Securities and Exchange Commission
By Electronic Mail: firstname.lastname@example.org
Subject: File No. S7-17-00
Firm Quote and Trade-Through Disclosure Rules for Options
Release No. 34-43085; File No. S7-17-00
Comments of Lek Securities Corporation
Lek Securities Corporation ("LSC") strongly supports the Commission’s proposal to amend Rule 11Ac1-7 to require options exchanges and options market makers to publish firm quotes and to require broker-dealers to disclose to customers whenever an order for listed options was executed at a price that is inferior to a better published quote.
Who we are:
Lek Securities Corporation ("LSC") is a broker dealer and a member firm of the New York Stock Exchange ("NYSE"), the American Stock Exchange ("AMEX"), the Chicago Stock Exchange ("CHX"), the Philadelphia Stock Exchange ("PHLX"), the Boston Stock Exchange and the National Association of Securities Dealers ("NASD"). LSC has been in business since 1989, starting as a partnership of options market-makers on the AMEX. In 1993, LSC developed an electronic trading system - currently know as the ROX® system - to provide fast, electronic access to the NYSE's Super Dot system. ROX has expanded to a multi-featured order management system with connections to the order routing systems of all of the securities exchanges in the United States as well as many ECNs and OTC market makers. LSC currently handles approximately 50,000 orders per day.
Many of LSC's customers are professional traders, including regional specialists, who wish to hedge their positions on the NYSE. LSC also has a number of options market makers and specialists as customers, who hedge their options positions in the underlying stock. As a natural extension of its electronic order routing business in the stock markets, LSC has recently began to route options orders through the ROX system to the respective order routing systems of the four options exchanges.
Because of LSC’s extensive experience in the options market making business, as well as its experience in routing orders to options exchanges, we hope that the Commission will find our comments useful.
The Proposed Rules:
LSC believes that trade-throughs will be virtually eliminated if a broker dealer is required to disclose to a customer (except where the customer has specifically decided to forego the opportunity to achieve a better price in order to attain a different objective, such as certainty of execution of a large order) that an order was executed at a price that was inferior to the best published quote. In this respect, LSC also supports the Commission’s proposal not to place an absolute prohibition on trade-throughs.
LSC also supports the Commission’s proposed rule amendment to require options exchanges and market makers to publish firm quotes. In our prior comments concerning the options exchanges’ linkage plans (Release No. 34-43086, File No. 4-429), we already noted that true linkage cannot occur so long as market makers are permitted to refuse to honor displayed quotes. In the absence of a firm quote rule, market makers in one exchange cannot be expected to match a better price on a different exchange, and thus improve the execution price for customer orders, because there is no guarantee that the market maker will be able to cover his position by trading with the exchange that posted the quote.

Task requirements:
1. Name every exchange and association that the comment letter says Lek Securities Corporation is a member firm of.
2. Answer these from the comment letter:
(a) Since what year has Lek Securities Corporation been in business?
(b) Which rule does the Commission propose to amend?
(c) What release number is given for the firm's prior comments on the options exchanges' linkage plans?
3. Quote the comment letter's stretch from "Many of LSC's" through "our comments useful.".

(Point placement records)
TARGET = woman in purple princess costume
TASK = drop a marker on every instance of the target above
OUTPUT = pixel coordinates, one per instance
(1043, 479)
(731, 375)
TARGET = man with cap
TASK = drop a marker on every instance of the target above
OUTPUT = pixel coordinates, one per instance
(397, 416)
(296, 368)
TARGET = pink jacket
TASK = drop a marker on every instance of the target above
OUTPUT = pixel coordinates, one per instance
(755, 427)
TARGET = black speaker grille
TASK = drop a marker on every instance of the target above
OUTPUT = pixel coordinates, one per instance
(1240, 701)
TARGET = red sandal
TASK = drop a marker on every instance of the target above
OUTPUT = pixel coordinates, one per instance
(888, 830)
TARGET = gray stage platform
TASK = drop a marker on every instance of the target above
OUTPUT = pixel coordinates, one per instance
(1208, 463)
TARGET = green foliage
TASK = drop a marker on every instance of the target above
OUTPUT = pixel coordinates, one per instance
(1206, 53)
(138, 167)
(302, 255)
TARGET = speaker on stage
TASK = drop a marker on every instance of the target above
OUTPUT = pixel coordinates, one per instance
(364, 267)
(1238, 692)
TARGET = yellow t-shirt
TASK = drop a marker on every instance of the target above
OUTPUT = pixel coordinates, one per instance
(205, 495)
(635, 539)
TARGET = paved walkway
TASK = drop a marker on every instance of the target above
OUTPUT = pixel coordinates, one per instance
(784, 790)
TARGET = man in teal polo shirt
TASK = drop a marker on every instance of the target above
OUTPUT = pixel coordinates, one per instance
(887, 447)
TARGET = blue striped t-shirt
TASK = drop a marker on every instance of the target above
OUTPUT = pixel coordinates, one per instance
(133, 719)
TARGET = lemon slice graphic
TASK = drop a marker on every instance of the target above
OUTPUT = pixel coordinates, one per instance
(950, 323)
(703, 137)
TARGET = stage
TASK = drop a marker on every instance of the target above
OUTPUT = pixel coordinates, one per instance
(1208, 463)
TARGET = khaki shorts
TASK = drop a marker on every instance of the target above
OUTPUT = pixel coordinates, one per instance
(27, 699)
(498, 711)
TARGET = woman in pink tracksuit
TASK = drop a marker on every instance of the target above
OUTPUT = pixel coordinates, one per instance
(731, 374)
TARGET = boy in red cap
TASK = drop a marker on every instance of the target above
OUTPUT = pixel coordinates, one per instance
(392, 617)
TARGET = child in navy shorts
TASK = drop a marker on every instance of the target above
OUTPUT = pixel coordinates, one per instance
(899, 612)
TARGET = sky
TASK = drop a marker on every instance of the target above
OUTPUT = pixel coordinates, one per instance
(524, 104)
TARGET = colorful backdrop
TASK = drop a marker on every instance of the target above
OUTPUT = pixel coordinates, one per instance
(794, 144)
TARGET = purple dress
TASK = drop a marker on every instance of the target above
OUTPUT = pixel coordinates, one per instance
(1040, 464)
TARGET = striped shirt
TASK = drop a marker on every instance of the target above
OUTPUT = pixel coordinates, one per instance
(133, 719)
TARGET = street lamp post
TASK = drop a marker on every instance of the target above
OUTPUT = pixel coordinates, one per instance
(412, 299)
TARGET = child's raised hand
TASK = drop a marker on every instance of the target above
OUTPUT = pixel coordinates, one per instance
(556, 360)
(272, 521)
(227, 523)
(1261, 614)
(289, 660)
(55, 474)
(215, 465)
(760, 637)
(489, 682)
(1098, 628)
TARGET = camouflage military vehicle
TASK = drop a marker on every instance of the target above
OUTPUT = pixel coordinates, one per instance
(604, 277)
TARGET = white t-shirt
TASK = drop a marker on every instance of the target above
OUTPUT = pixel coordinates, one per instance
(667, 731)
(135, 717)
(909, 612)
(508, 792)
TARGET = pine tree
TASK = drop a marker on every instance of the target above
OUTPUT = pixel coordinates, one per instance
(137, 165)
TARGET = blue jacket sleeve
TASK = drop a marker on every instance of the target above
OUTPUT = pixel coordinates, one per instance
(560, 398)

Worked answers:
1.
New York Stock Exchange (NYSE)
American Stock Exchange (AMEX)
Chicago Stock Exchange (CHX)
Philadelphia Stock Exchange (PHLX)
Boston Stock Exchange
National Association of Securities Dealers (NASD)

2.
(a) 1989
(b) Rule 11Ac1-7
(c) Release No. 34-43086

3.
Many of LSC's customers are professional traders, including regional specialists, who wish to hedge their positions on the NYSE. LSC also has a number of options market makers and specialists as customers, who hedge their options positions in the underlying stock. As a natural extension of its electronic order routing business in the stock markets, LSC has recently began to route options orders through the ROX system to the respective order routing systems of the four options exchanges.
Because of LSC’s extensive experience in the options market making business, as well as its experience in routing orders to options exchanges, we hope that the Commission will find our comments useful.